:: YOUR INSTRUCTIONS ::
How many lines of the material below contain the string "sleeve"? Case counts, so tally only exact-case matches, and reply with the number alone.

___ DATA SHOWN

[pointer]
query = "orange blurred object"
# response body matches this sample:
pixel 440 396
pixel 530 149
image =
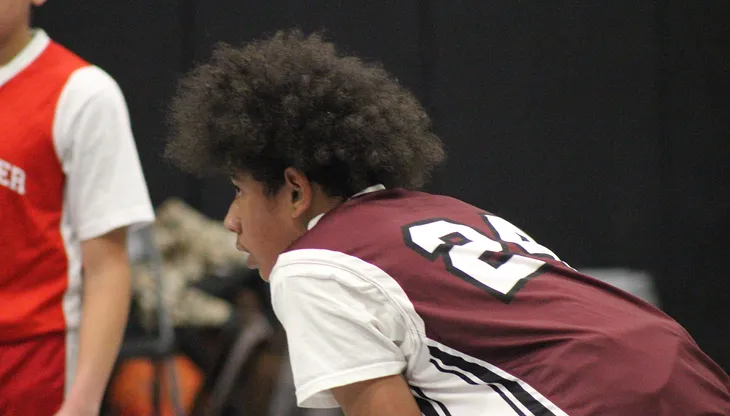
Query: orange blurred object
pixel 130 391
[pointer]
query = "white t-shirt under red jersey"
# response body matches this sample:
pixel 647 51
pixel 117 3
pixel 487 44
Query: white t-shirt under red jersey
pixel 69 172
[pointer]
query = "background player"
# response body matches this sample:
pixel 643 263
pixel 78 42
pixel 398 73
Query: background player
pixel 70 185
pixel 397 302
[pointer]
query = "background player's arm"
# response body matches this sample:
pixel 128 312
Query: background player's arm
pixel 105 306
pixel 382 396
pixel 106 193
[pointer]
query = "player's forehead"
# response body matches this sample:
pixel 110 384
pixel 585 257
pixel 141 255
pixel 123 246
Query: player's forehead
pixel 245 181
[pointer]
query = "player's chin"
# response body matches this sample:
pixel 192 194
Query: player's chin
pixel 250 260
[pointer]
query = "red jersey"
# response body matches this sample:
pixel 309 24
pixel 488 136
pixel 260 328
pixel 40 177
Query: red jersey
pixel 69 172
pixel 478 317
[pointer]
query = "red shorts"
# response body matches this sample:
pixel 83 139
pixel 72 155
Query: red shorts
pixel 33 376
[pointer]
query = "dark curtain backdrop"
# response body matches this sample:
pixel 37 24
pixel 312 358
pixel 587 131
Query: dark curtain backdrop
pixel 601 128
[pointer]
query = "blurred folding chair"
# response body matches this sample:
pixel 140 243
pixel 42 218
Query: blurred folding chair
pixel 157 346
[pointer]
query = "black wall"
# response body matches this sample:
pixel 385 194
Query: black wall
pixel 602 128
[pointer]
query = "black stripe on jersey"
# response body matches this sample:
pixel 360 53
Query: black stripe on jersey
pixel 489 377
pixel 473 383
pixel 428 405
pixel 507 399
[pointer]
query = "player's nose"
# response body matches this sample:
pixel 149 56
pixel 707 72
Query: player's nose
pixel 231 221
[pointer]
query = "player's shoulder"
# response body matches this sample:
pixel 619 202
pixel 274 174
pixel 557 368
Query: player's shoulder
pixel 91 83
pixel 320 263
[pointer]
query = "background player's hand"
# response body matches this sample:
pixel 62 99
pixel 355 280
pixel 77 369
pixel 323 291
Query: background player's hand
pixel 73 408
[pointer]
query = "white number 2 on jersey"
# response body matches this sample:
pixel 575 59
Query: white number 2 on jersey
pixel 466 249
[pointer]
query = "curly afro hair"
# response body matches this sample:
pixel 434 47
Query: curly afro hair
pixel 292 100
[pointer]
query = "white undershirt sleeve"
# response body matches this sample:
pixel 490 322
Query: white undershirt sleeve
pixel 105 186
pixel 340 330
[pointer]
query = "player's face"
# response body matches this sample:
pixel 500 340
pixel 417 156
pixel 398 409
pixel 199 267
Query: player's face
pixel 263 224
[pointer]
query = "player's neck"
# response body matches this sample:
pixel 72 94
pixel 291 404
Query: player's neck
pixel 322 204
pixel 14 43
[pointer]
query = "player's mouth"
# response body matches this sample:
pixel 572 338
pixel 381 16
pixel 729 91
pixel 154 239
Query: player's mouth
pixel 250 260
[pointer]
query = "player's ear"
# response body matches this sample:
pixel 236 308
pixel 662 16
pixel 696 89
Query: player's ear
pixel 300 190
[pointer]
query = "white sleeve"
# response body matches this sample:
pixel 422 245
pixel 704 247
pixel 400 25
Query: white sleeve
pixel 340 330
pixel 105 186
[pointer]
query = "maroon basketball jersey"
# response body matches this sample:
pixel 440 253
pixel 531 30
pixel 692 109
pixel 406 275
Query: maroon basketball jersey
pixel 503 317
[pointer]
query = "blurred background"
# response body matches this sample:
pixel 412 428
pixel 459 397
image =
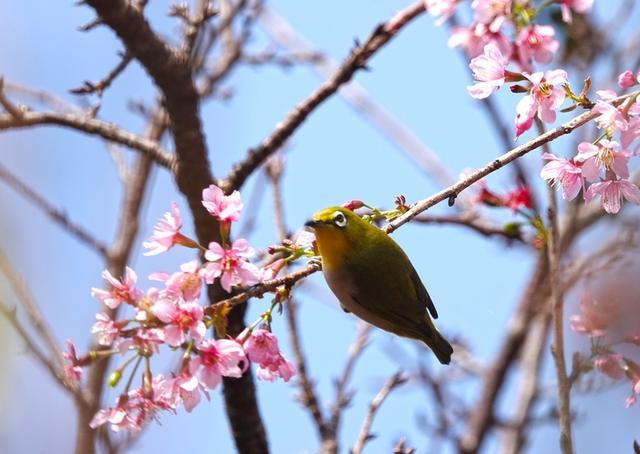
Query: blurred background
pixel 336 155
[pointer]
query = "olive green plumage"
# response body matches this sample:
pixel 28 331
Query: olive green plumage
pixel 373 278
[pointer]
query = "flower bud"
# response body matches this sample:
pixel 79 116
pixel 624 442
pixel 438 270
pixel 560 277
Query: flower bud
pixel 627 79
pixel 114 378
pixel 353 204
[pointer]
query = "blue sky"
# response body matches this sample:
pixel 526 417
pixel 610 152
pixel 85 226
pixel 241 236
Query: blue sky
pixel 333 157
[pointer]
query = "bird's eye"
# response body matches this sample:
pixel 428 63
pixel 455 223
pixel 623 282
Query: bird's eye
pixel 339 219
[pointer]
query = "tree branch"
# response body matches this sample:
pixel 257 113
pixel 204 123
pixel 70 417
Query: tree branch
pixel 91 126
pixel 365 432
pixel 358 59
pixel 449 193
pixel 58 216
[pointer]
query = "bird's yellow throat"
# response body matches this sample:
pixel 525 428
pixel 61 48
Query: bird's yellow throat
pixel 332 244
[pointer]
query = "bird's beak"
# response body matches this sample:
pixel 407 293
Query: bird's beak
pixel 311 223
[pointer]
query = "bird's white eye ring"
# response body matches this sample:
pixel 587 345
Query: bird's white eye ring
pixel 339 219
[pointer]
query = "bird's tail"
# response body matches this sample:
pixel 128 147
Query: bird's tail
pixel 440 346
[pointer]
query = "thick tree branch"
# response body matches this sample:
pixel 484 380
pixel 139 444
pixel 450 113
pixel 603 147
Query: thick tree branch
pixel 449 193
pixel 557 302
pixel 172 73
pixel 358 59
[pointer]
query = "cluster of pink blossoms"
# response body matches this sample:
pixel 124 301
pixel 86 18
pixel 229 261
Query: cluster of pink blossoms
pixel 173 315
pixel 503 34
pixel 595 318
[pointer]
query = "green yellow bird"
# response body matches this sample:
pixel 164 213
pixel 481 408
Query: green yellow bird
pixel 374 279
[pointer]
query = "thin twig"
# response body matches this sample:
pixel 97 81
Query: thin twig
pixel 91 126
pixel 357 96
pixel 33 311
pixel 357 60
pixel 54 371
pixel 472 223
pixel 449 193
pixel 365 432
pixel 527 393
pixel 13 110
pixel 99 87
pixel 58 216
pixel 308 396
pixel 342 395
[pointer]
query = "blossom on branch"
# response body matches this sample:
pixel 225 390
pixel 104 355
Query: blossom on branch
pixel 185 283
pixel 217 359
pixel 612 193
pixel 181 317
pixel 544 97
pixel 596 316
pixel 166 233
pixel 441 9
pixel 230 265
pixel 262 348
pixel 121 291
pixel 564 173
pixel 220 206
pixel 536 43
pixel 602 157
pixel 489 70
pixel 579 6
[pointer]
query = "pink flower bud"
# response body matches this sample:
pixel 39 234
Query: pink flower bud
pixel 353 204
pixel 627 79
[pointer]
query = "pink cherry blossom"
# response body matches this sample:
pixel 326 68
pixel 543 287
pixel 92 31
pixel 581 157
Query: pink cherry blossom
pixel 281 368
pixel 536 43
pixel 222 207
pixel 474 39
pixel 185 283
pixel 518 198
pixel 230 265
pixel 632 371
pixel 105 329
pixel 601 157
pixel 580 6
pixel 184 389
pixel 72 368
pixel 166 232
pixel 546 95
pixel 145 340
pixel 441 9
pixel 117 417
pixel 217 359
pixel 493 13
pixel 595 318
pixel 612 192
pixel 610 364
pixel 122 291
pixel 262 347
pixel 563 172
pixel 181 317
pixel 632 133
pixel 627 79
pixel 489 70
pixel 611 118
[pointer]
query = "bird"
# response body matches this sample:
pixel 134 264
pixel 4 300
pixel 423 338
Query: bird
pixel 373 278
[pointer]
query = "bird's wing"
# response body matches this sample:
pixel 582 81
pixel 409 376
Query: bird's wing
pixel 421 292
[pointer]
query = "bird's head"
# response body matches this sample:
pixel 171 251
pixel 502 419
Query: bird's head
pixel 339 232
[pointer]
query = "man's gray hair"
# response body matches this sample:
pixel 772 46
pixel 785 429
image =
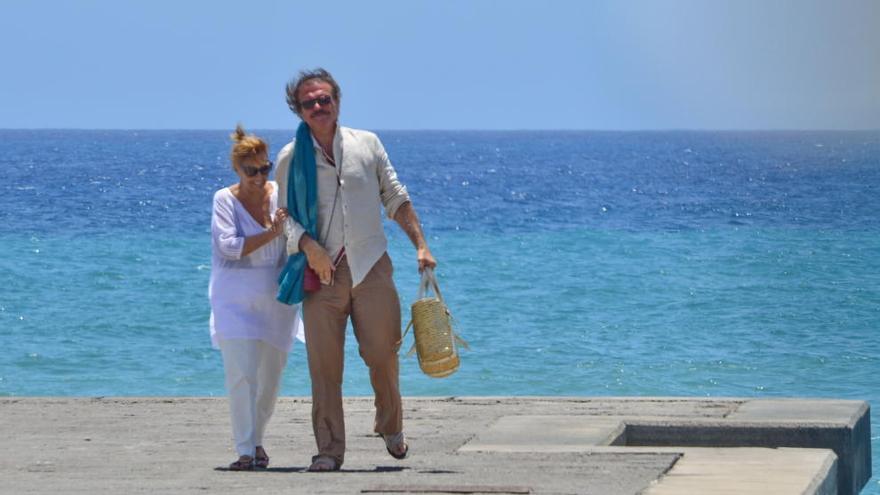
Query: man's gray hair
pixel 304 77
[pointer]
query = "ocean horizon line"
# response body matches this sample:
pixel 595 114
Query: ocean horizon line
pixel 428 130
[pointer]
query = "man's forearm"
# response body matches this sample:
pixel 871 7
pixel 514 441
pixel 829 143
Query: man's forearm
pixel 406 217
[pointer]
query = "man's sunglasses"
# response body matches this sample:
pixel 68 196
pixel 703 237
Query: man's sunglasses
pixel 252 171
pixel 324 100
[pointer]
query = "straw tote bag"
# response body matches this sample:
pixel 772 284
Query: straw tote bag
pixel 435 342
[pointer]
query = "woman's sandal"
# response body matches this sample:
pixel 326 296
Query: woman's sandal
pixel 244 463
pixel 321 463
pixel 261 458
pixel 394 443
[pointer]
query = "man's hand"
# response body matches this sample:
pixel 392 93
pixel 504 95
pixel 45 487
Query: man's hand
pixel 425 259
pixel 318 259
pixel 408 220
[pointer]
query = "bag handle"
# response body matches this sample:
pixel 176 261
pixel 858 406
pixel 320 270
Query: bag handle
pixel 429 281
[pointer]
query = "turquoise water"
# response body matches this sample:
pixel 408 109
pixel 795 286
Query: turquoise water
pixel 718 313
pixel 595 264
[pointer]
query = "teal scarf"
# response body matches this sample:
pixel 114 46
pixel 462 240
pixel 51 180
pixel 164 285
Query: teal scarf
pixel 302 204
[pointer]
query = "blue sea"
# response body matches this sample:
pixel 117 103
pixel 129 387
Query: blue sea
pixel 703 264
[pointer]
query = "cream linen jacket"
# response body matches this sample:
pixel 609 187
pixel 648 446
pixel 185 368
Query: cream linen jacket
pixel 367 181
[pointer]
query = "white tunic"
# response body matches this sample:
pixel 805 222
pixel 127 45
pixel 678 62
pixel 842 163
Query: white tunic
pixel 242 290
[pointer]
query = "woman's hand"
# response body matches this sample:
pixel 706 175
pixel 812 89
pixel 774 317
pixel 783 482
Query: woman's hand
pixel 278 222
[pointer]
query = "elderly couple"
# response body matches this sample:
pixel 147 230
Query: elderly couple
pixel 322 214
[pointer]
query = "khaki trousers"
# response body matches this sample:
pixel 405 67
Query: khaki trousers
pixel 374 309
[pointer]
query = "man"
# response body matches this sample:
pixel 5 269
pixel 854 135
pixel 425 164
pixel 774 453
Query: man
pixel 354 177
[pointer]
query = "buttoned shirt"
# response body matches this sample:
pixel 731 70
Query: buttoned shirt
pixel 365 181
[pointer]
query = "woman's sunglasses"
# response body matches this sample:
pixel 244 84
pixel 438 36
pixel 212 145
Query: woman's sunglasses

______

:: RESULT FOR THIS TASK ::
4